#### EXERCISE PROMPT
Pull out each line of the entries below that contains the word "path".
━━━━━ DATA SHOWN
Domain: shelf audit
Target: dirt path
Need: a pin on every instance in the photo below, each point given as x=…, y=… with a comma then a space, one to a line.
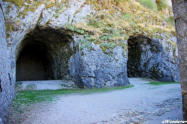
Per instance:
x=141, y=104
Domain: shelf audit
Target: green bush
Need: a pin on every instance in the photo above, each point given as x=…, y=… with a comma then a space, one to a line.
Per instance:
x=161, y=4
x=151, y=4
━━━━━━━━━━
━━━━━ DATA SHOWN
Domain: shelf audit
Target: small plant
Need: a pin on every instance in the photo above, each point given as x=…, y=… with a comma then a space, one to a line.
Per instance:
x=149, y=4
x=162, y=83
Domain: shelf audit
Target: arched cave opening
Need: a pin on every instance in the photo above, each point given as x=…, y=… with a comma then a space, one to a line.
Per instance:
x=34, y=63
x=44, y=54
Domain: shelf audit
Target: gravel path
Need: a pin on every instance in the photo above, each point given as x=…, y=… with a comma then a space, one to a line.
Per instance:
━━━━━━━━━━
━━━━━ DATA SHOWN
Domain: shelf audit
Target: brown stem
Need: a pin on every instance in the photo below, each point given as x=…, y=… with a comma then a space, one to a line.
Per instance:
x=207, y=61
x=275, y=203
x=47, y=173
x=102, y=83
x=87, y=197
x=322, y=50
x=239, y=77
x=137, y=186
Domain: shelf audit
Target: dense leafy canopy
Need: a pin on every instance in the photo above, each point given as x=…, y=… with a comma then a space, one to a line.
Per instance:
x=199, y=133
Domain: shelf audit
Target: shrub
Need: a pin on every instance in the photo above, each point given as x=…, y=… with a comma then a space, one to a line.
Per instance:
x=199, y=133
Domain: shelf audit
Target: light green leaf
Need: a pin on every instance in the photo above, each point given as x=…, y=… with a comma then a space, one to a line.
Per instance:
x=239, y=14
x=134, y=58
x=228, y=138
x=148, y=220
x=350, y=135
━━━━━━━━━━
#### ANSWER IN FULL
Target: dirt path
Target: gravel path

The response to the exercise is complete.